TASK OBJECTIVE: The answer must be the full listing, retyped exactly.
———
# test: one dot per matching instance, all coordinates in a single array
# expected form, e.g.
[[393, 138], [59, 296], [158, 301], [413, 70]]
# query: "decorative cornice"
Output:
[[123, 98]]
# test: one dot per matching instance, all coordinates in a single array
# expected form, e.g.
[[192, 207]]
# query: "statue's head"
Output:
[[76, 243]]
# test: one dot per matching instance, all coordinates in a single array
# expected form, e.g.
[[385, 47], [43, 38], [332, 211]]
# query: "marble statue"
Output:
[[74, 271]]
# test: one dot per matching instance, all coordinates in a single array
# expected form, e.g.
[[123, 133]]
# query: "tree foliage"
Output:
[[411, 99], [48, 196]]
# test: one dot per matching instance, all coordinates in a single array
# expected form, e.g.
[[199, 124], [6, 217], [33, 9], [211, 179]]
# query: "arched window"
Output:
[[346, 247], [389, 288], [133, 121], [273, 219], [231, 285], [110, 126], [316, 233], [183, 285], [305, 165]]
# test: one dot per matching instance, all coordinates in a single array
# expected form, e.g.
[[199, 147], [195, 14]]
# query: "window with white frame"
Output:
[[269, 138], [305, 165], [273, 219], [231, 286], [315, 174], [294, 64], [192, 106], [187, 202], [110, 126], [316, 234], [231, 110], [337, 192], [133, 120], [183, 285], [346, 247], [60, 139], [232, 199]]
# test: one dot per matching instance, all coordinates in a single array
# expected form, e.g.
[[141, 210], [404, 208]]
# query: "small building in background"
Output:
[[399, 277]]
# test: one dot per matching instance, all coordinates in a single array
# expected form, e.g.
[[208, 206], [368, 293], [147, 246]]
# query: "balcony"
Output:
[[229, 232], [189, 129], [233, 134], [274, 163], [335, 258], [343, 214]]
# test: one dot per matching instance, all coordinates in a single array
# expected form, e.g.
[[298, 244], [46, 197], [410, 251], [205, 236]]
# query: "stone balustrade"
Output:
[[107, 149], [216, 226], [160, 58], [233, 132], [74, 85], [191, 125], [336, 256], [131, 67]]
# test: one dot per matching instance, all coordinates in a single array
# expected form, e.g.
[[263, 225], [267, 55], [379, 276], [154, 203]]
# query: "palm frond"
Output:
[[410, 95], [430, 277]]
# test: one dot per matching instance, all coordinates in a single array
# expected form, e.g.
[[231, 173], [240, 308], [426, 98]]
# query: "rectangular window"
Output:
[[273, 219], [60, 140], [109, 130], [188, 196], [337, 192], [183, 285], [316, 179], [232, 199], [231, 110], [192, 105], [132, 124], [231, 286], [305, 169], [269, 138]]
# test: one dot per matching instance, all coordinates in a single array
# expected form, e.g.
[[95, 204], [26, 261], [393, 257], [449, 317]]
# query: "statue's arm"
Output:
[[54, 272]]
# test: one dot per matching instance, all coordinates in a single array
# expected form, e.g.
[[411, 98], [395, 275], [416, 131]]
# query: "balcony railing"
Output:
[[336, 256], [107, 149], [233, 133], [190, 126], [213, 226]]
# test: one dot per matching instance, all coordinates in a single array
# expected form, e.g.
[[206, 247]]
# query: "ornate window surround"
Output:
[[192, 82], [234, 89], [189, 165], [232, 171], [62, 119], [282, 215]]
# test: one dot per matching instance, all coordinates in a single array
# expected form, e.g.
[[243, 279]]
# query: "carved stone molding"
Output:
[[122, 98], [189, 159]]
———
EXERCISE RESULT:
# test: one dot per matching instance, all coordinates in a single array
# expected form, e.g.
[[393, 138], [59, 296], [158, 301], [413, 70]]
# query: "decorative cornice"
Output:
[[123, 98]]
# test: one dot per matching instance, all coordinates in a single array
# expected form, e.g.
[[192, 207]]
# query: "statue's head"
Output:
[[76, 243]]
# test: one dot per matching instance, all coordinates in a single array
# expected form, e.g.
[[385, 47], [43, 38], [332, 211]]
# query: "marble statue"
Output:
[[74, 271]]
# test: one dot per matching instance, all coordinates in a single array
# expected form, e.g.
[[123, 133]]
# query: "tree foliage"
Output:
[[411, 99], [48, 196]]
# test: one dot per matching instance, all coordinates in a single array
# expected form, e.g.
[[199, 124], [6, 217], [33, 9], [211, 179]]
# query: "arched window"
Output:
[[346, 247], [389, 288], [133, 121], [273, 219], [231, 285], [110, 126], [316, 233], [183, 285], [305, 165]]
# test: one dot per matching instance, all coordinates in a single array
# expected form, e.g.
[[199, 147], [195, 14]]
# query: "window with white frame"
Output:
[[269, 138], [305, 165], [273, 219], [231, 286], [315, 174], [294, 64], [192, 106], [187, 202], [110, 126], [316, 234], [231, 110], [337, 192], [133, 120], [183, 285], [346, 247], [60, 139], [232, 199]]
# test: one dot per matching instance, all coordinates in a single array
# expected form, e.g.
[[141, 210], [404, 208]]
# query: "small building in background"
Output:
[[399, 277]]
# test: one dot per matching instance, all coordinates in a single array
# expected form, e.g.
[[208, 206], [368, 293], [147, 246]]
# query: "balcony"
Output:
[[229, 232], [189, 129], [233, 134], [274, 163], [335, 258], [343, 214]]
# test: one dot per matching instance, all coordinates in a single array
# expected form, e.g.
[[298, 244], [46, 197], [410, 251], [205, 236]]
# query: "stone balustrade"
Output:
[[107, 149], [216, 226], [160, 58], [233, 132], [74, 85], [191, 125], [336, 256], [131, 67]]
# test: one dot per matching instance, all coordinates in a single array
# expected form, e.g.
[[263, 225], [267, 55], [379, 276], [154, 203]]
# query: "palm frond"
Output:
[[410, 95], [430, 277]]
# test: one dot per matching instance, all coordinates in a single array
# expected form, e.g.
[[231, 173], [240, 308], [426, 98]]
# query: "rectangular window"
Output:
[[273, 219], [60, 140], [109, 130], [188, 196], [337, 192], [183, 285], [316, 179], [232, 199], [231, 110], [192, 105], [132, 124], [231, 286], [305, 169], [269, 138]]
# test: one dot per matching instance, all coordinates in a single array
# expected form, e.g.
[[95, 204], [26, 261], [393, 257], [449, 317]]
# query: "statue's arm"
Output:
[[54, 272]]
# test: one dot per matching instance, all coordinates in a single array
# expected form, e.g.
[[411, 98], [395, 275], [416, 131]]
# query: "balcony railing"
Output:
[[336, 256], [107, 149], [233, 133], [190, 126], [213, 226]]
# test: one dot per matching instance, all coordinates in a single array
# expected form, e.g.
[[206, 247]]
# query: "ornate window surround"
Output:
[[192, 82], [234, 89], [189, 165], [232, 171], [62, 119], [282, 215]]
# test: one dot per matching instance, all coordinates in a single array
# expected form, e.g.
[[243, 279]]
# query: "carved stone molding"
Output:
[[122, 98], [189, 159]]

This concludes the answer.